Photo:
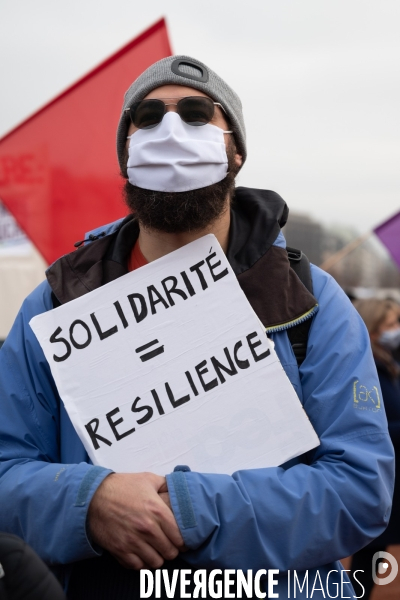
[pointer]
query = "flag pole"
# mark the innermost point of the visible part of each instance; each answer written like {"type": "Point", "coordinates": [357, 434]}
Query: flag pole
{"type": "Point", "coordinates": [340, 254]}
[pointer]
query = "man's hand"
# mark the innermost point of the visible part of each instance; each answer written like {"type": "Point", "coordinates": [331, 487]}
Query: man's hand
{"type": "Point", "coordinates": [128, 518]}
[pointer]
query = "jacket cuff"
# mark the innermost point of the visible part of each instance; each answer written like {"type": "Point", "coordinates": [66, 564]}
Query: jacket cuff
◇ ◇ ◇ ◇
OBJECTIVE: Write out all the rows above again, requests included, and offset every coordinate in the answers by adding 120. Keep the numbers in the requests and their format samples unchanged, and leave the pictures out.

FINAL ANSWER:
Photo:
[pointer]
query = "flag pole"
# mark the innermost point of the visible part of each instance; each answer written like {"type": "Point", "coordinates": [357, 434]}
Query: flag pole
{"type": "Point", "coordinates": [460, 374]}
[pointer]
query = "man's hand"
# mark the innermost point of the visible part of each instance; each answer written like {"type": "Point", "coordinates": [331, 487]}
Query: man's hand
{"type": "Point", "coordinates": [248, 638]}
[pointer]
query = "jacket cuff"
# mark the innermost point of the visible part of each instance; each answer written like {"type": "Point", "coordinates": [66, 564]}
Query: jacket cuff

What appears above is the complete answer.